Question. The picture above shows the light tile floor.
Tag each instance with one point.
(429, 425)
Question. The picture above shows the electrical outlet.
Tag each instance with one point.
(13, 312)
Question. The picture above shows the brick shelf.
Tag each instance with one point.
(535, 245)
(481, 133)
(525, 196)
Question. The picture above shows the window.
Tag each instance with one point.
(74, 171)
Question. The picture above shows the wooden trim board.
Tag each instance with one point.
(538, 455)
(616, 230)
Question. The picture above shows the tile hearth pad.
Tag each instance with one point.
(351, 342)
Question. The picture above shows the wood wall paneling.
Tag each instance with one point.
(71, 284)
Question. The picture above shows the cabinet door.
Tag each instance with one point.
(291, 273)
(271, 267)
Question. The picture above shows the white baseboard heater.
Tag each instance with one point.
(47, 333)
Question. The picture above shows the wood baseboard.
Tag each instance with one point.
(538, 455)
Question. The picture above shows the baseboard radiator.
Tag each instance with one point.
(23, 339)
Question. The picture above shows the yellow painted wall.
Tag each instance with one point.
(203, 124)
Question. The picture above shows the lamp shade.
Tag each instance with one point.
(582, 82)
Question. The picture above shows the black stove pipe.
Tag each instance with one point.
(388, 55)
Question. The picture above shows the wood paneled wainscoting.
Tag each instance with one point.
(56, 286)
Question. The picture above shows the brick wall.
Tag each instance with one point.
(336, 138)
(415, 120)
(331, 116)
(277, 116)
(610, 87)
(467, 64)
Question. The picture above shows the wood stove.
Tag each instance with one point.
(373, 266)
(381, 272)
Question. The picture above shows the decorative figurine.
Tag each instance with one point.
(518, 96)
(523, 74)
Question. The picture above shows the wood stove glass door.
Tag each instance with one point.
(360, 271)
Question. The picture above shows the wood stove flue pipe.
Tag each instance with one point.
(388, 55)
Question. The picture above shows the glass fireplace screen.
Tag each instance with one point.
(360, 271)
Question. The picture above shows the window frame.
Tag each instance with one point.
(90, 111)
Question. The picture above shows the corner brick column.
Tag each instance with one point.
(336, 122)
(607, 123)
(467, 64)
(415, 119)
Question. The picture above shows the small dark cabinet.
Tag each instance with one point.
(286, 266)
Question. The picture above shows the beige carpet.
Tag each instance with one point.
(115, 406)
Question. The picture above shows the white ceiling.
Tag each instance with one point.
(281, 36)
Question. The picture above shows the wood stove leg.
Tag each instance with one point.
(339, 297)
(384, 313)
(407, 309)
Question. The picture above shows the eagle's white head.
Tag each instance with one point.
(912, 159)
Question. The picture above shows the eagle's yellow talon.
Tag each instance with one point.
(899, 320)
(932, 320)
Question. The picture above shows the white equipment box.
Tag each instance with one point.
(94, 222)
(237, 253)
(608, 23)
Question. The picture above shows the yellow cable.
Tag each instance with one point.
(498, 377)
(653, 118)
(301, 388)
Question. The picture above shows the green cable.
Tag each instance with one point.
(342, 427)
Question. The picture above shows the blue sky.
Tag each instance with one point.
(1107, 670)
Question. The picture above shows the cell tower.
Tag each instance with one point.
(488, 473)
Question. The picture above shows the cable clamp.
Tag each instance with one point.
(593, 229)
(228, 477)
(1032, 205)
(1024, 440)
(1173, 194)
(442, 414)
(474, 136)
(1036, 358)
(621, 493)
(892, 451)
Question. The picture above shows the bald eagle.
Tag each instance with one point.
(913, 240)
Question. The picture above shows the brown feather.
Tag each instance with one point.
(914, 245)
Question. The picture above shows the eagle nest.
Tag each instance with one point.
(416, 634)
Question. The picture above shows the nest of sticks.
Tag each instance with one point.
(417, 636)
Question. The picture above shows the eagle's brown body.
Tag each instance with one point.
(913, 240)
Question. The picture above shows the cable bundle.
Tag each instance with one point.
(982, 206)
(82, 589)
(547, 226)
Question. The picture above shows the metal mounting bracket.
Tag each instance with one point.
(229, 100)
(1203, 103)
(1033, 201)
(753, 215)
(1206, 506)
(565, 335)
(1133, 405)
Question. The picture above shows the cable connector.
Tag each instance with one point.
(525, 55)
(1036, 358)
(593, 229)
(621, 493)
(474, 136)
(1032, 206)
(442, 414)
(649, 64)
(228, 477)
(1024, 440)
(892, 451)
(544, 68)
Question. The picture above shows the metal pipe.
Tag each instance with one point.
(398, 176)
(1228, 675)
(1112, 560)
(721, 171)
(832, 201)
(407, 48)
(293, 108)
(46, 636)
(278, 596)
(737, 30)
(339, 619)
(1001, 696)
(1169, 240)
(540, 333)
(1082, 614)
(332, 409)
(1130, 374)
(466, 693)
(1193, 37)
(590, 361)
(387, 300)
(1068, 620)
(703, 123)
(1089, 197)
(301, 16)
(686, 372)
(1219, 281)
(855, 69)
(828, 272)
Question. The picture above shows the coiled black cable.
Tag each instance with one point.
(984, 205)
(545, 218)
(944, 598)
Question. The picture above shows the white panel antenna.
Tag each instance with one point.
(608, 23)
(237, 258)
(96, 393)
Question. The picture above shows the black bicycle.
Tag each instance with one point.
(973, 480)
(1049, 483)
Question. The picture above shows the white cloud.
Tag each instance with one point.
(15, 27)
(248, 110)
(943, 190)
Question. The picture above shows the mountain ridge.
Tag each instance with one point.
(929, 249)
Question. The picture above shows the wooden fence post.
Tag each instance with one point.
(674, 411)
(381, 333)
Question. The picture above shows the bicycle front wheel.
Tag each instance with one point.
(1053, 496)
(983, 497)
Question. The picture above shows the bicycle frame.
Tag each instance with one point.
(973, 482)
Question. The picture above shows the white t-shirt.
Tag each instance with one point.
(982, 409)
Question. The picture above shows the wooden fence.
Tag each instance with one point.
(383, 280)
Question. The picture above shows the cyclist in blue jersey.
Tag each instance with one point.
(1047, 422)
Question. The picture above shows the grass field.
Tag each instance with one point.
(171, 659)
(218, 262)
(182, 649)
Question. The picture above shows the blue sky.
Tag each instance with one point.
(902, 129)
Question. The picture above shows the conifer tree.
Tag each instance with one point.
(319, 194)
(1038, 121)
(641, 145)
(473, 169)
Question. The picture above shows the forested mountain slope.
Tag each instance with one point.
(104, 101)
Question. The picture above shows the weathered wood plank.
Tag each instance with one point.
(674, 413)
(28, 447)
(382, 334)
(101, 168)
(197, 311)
☆ ☆ ☆ ☆
▸ Alıştırma:
Yukarıdaki listenin tamamını yeniden yaz ve "instance" ifadesini geçtiği her yerde "occurrence" ile değiştir. Başka hiçbir şeyi değiştirme.

▸ Tam yanıt:
Question. The picture above shows the light tile floor.
Tag each occurrence with one point.
(429, 425)
Question. The picture above shows the electrical outlet.
Tag each occurrence with one point.
(13, 312)
Question. The picture above shows the brick shelf.
Tag each occurrence with one point.
(535, 245)
(481, 133)
(525, 196)
Question. The picture above shows the window.
Tag each occurrence with one point.
(74, 171)
Question. The picture above shows the wooden trim board.
Tag each occurrence with one point.
(538, 455)
(616, 230)
Question. The picture above shows the tile hearth pad.
Tag each occurrence with one point.
(351, 342)
Question. The picture above shows the wood wall paneling.
Tag each occurrence with one point.
(71, 284)
Question. The picture above shows the cabinet door.
Tag each occurrence with one point.
(291, 273)
(271, 267)
Question. The picture above shows the white baseboard heater.
Tag each occurrence with one point.
(47, 333)
Question. The picture above shows the wood baseboard.
Tag each occurrence with one point.
(538, 455)
Question. The picture above shows the baseboard radiator.
Tag each occurrence with one point.
(23, 339)
Question. The picture above shows the yellow painted wall.
Tag each occurrence with one point.
(203, 124)
Question. The picture above shows the lamp shade.
Tag each occurrence with one point.
(582, 82)
Question. The picture above shows the black stove pipe.
Tag each occurrence with one point.
(388, 55)
Question. The picture above shows the wood paneled wainscoting.
Tag each occurrence with one point.
(56, 286)
Question. The picture above shows the brick wall.
Tag each occurrence with one point.
(336, 138)
(415, 120)
(331, 116)
(277, 116)
(610, 87)
(467, 64)
Question. The picture above shows the wood stove.
Tag each occurrence with one point.
(373, 266)
(381, 272)
Question. The picture above shows the decorative figurine.
Tag each occurrence with one point.
(518, 96)
(523, 74)
Question. The picture above shows the wood stove glass door.
Tag each occurrence with one point.
(360, 271)
Question. The picture above shows the wood stove flue pipe.
Tag each occurrence with one point.
(388, 55)
Question. The picture above shows the glass fireplace screen.
Tag each occurrence with one point.
(360, 271)
Question. The picture above shows the window frame.
Tag each occurrence with one point.
(90, 111)
Question. The picture above shows the corner brick column.
Tag each occurrence with one point.
(336, 122)
(607, 123)
(467, 64)
(415, 119)
Question. The picture above shows the small dark cabinet.
Tag each occurrence with one point.
(286, 266)
Question. The picture above shows the beige carpet.
Tag each occurrence with one point.
(115, 406)
Question. The picture above shows the white ceiling.
Tag each occurrence with one point.
(281, 36)
Question. The picture above shows the wood stove leg.
Tag each occurrence with one point.
(339, 297)
(384, 313)
(407, 309)
Question. The picture above shows the eagle's white head.
Tag each occurrence with one point.
(912, 159)
Question. The picture above shows the eagle's yellow talon.
Tag each occurrence with one point.
(899, 320)
(932, 320)
Question. The picture above shows the white equipment box.
Tag each occurrence with one point.
(94, 222)
(237, 253)
(608, 23)
Question. The picture above shows the yellow cable.
Tag each occurrence with one point.
(498, 377)
(653, 118)
(301, 388)
Question. The picture above shows the green cable.
Tag each occurrence with one point.
(342, 427)
Question. The picture above shows the blue sky.
Tag each occurrence with one point.
(1107, 670)
Question. The picture above shows the cell tower.
Tag each occurrence with one point.
(488, 473)
Question. The picture above shows the cable clamp.
Tag each occurrence with one point.
(593, 229)
(228, 477)
(1032, 205)
(1024, 440)
(1173, 194)
(442, 414)
(474, 136)
(1036, 358)
(621, 493)
(892, 451)
Question. The picture above shows the bald eagle.
Tag each occurrence with one point.
(913, 240)
Question. The picture above shows the brown feather.
Tag each occurrence with one point.
(914, 245)
Question. The picture above shows the eagle nest.
Tag each occurrence with one point.
(416, 634)
Question. The picture above shows the nest of sticks.
Tag each occurrence with one point.
(417, 636)
Question. The picture above shows the eagle's brown body.
Tag each occurrence with one point.
(913, 240)
Question. The picture above shows the cable bundle.
Tag each occurrence with one point.
(982, 206)
(82, 589)
(547, 226)
Question. The picture above shows the metal mounting bracket.
Tag each occurrence with one point.
(229, 100)
(1203, 103)
(1033, 201)
(753, 215)
(1206, 506)
(565, 335)
(1133, 405)
Question. The picture above shows the cable connector.
Tag each occurrence with one point.
(525, 55)
(1036, 358)
(593, 229)
(621, 493)
(474, 136)
(1032, 206)
(442, 414)
(649, 64)
(228, 477)
(1024, 440)
(892, 451)
(544, 68)
Question. The picture above shows the metal pipe.
Tag each occurrence with one point.
(398, 176)
(1228, 675)
(1112, 560)
(721, 171)
(832, 201)
(407, 48)
(293, 108)
(46, 636)
(278, 596)
(737, 30)
(339, 619)
(1001, 696)
(1169, 240)
(540, 333)
(1082, 614)
(332, 409)
(1130, 374)
(466, 693)
(1193, 37)
(590, 361)
(387, 300)
(1068, 620)
(703, 123)
(1089, 197)
(301, 16)
(686, 372)
(1219, 281)
(855, 69)
(828, 272)
Question. The picture above shows the coiled black cable.
Tag each occurrence with one point.
(984, 205)
(545, 218)
(944, 598)
Question. The picture above shows the white panel antenna.
Tag each occurrence with one point.
(608, 23)
(237, 258)
(96, 393)
Question. The picture above shows the black bicycle.
Tag each occurrence with one point.
(973, 480)
(1049, 483)
Question. The picture above shows the white cloud.
Tag each occurrence with one point.
(15, 27)
(248, 110)
(943, 190)
Question. The picture above shows the mountain ridge.
Tag each occurrence with one point.
(929, 249)
Question. The picture above shows the wooden fence post.
Tag each occurrence with one point.
(674, 411)
(381, 333)
Question. The picture above shows the bicycle front wheel.
Tag each occurrence with one point.
(1053, 496)
(983, 497)
Question. The picture above shows the bicycle frame.
Tag each occurrence with one point.
(973, 482)
Question. The picture above shows the white t-shirt.
Tag each occurrence with one point.
(982, 409)
Question. The picture above shows the wooden fence.
Tag each occurrence with one point.
(383, 280)
Question. The picture above shows the cyclist in blue jersey.
Tag each occurrence with one point.
(1047, 422)
Question. The picture above shows the grass field.
Tag each occurrence with one point.
(171, 659)
(218, 262)
(182, 649)
Question. The picture above shows the blue sky.
Tag each occurrence with one point.
(902, 129)
Question. The picture above shows the conifer tree.
Tag each occurrence with one point.
(319, 194)
(1038, 121)
(641, 145)
(473, 169)
Question. The picture above shows the forested mountain slope.
Tag each occurrence with one point.
(104, 101)
Question. The picture above shows the weathered wood plank.
Tag each occurrence with one point.
(674, 413)
(28, 447)
(382, 334)
(101, 168)
(197, 311)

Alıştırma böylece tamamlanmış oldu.